Start of INFORMATION SUPPLIED

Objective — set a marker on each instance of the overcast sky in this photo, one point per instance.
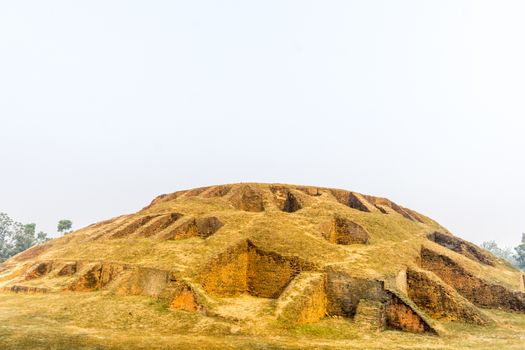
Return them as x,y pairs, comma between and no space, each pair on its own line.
106,104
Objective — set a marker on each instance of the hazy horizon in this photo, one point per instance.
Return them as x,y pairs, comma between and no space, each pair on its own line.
105,105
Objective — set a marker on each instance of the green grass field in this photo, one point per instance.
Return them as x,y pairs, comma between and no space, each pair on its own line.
98,320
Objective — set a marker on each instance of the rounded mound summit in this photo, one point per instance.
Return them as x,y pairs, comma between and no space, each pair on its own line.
271,253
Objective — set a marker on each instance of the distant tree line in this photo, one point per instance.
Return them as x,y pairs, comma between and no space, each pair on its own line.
16,237
514,256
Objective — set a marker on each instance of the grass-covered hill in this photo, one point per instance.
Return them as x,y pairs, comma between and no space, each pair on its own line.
261,266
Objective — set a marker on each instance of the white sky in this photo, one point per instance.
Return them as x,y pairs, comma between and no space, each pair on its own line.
106,104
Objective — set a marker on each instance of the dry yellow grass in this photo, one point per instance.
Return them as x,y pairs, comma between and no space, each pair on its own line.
101,320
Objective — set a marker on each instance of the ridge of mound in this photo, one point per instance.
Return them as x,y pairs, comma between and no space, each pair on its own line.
278,254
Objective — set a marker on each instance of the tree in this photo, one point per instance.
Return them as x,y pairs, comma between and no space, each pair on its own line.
16,237
520,253
5,233
64,226
505,253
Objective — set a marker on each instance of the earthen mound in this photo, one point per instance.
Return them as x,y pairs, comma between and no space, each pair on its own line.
276,254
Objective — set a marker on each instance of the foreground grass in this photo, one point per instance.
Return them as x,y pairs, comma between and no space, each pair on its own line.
101,321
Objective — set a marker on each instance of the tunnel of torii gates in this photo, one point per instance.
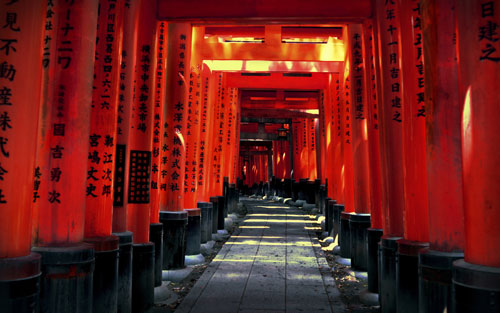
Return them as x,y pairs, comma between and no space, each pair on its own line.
128,129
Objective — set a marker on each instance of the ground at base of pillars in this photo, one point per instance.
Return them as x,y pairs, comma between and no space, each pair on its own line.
272,263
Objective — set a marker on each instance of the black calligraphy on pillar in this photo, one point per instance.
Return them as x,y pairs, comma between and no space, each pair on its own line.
8,47
358,67
418,46
203,132
373,81
157,122
488,36
143,91
48,33
393,68
119,183
139,177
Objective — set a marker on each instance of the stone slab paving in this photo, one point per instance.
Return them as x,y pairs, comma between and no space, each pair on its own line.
270,266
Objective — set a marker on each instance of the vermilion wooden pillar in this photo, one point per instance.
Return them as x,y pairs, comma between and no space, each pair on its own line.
141,128
62,156
373,127
121,170
100,168
416,214
155,227
476,280
217,139
206,132
192,137
175,115
303,162
296,149
338,157
312,149
389,36
21,72
139,152
325,115
158,123
346,144
444,153
359,124
346,171
375,232
361,178
237,132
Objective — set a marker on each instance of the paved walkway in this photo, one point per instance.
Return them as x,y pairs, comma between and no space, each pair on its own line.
269,266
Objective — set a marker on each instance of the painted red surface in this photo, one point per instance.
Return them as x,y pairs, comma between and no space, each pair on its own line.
18,130
416,214
443,121
140,145
104,113
480,74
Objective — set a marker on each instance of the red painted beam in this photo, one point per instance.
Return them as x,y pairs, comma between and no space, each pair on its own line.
224,9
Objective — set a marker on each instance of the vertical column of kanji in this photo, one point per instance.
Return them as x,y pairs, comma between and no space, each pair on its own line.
206,132
361,178
304,154
346,172
120,183
392,158
416,225
276,159
324,127
62,157
218,137
231,134
236,134
155,227
172,214
296,149
192,136
194,229
99,211
444,154
477,278
311,149
20,71
375,232
338,158
139,151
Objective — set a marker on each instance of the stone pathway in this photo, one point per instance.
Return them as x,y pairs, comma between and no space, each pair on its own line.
269,266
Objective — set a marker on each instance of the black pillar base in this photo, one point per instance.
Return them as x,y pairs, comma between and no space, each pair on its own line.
193,232
215,213
220,217
359,223
105,285
20,284
337,211
143,271
345,235
374,236
156,237
125,272
174,238
67,275
476,288
387,272
287,188
206,223
329,216
434,280
407,274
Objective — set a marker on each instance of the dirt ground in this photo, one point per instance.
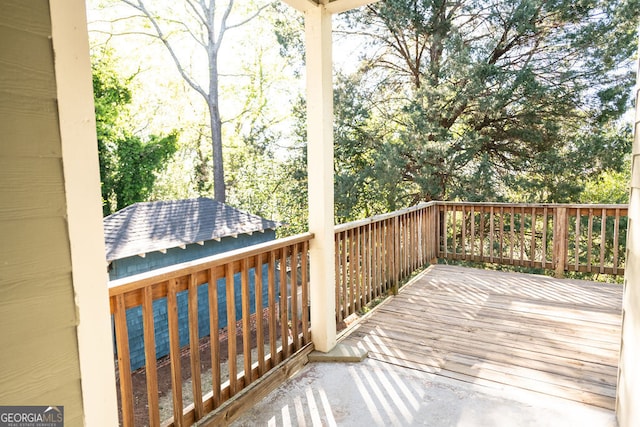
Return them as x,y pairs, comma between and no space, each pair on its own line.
139,377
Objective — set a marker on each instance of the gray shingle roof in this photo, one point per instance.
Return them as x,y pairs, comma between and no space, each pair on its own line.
153,226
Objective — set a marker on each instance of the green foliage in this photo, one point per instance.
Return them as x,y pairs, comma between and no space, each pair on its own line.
482,100
128,163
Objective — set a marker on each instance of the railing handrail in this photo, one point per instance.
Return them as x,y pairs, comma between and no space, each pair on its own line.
139,281
538,205
381,217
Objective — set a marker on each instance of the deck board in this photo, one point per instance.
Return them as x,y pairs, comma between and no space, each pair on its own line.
557,337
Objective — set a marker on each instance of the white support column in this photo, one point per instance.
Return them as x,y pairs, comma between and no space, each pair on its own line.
320,171
84,214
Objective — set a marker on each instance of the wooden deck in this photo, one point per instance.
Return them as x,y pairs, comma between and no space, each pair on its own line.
557,337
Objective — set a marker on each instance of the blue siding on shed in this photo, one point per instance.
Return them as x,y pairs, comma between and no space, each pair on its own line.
134,265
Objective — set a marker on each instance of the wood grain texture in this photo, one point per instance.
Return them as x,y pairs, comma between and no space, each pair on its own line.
552,336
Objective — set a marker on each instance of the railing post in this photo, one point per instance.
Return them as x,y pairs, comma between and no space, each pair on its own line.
560,241
397,268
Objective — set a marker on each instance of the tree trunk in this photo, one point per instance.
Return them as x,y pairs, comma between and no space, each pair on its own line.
219,186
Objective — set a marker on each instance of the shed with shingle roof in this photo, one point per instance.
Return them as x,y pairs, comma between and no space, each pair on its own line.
148,227
150,235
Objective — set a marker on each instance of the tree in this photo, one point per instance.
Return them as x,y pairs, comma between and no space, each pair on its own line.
205,24
489,99
128,163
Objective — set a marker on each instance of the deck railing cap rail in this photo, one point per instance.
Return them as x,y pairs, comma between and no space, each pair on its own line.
378,218
537,205
127,284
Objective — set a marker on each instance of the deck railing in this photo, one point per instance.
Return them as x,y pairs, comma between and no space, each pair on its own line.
581,238
278,328
269,282
374,255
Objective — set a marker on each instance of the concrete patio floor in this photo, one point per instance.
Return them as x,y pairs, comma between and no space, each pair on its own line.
375,393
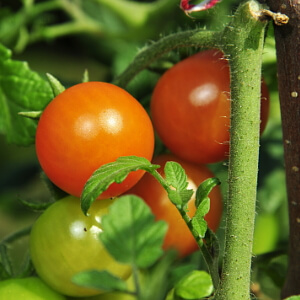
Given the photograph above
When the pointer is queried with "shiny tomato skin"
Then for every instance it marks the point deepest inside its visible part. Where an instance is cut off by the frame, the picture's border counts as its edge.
(178, 235)
(86, 126)
(190, 107)
(64, 242)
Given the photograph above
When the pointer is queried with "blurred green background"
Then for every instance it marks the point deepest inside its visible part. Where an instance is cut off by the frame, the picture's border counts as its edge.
(67, 37)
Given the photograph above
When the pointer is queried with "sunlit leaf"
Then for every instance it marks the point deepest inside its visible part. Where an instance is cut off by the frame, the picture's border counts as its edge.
(21, 90)
(195, 285)
(100, 280)
(116, 171)
(131, 234)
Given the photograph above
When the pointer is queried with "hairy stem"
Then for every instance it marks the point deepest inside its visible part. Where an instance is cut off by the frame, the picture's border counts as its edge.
(288, 65)
(243, 40)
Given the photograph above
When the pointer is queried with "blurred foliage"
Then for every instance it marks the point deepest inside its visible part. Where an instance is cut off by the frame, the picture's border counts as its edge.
(65, 37)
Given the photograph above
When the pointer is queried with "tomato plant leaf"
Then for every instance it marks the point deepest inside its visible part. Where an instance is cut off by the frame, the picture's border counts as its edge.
(205, 188)
(198, 222)
(131, 234)
(55, 84)
(177, 178)
(115, 171)
(175, 175)
(21, 90)
(100, 280)
(195, 285)
(35, 206)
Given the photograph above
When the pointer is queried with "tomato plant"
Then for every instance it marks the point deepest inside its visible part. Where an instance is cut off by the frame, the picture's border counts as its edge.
(178, 235)
(86, 126)
(190, 107)
(29, 288)
(64, 241)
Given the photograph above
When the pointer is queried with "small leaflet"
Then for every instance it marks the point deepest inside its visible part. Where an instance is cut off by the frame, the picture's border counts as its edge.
(204, 5)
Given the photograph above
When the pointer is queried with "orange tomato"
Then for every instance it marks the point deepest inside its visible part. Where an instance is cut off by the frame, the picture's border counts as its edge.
(178, 235)
(86, 126)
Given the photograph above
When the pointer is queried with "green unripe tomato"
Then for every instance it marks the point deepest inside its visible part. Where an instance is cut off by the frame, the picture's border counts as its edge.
(30, 288)
(64, 242)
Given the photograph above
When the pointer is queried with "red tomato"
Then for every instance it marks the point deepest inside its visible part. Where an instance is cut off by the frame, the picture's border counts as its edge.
(86, 126)
(178, 235)
(190, 107)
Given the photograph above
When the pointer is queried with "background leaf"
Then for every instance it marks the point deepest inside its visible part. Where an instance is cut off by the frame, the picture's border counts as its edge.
(130, 233)
(100, 280)
(21, 90)
(116, 171)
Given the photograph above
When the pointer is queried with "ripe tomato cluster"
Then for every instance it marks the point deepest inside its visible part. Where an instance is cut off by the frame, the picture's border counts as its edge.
(190, 107)
(94, 123)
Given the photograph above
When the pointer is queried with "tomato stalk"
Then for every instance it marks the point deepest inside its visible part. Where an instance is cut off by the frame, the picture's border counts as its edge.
(209, 259)
(287, 48)
(242, 44)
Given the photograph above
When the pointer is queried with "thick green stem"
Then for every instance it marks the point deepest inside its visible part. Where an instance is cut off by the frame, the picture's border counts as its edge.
(243, 41)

End of INFORMATION SUPPLIED

The answer must consist of each line from the data that includes the string "background".

When the pointer is queried with "blurred green background"
When the pointer is queried with "background leaf"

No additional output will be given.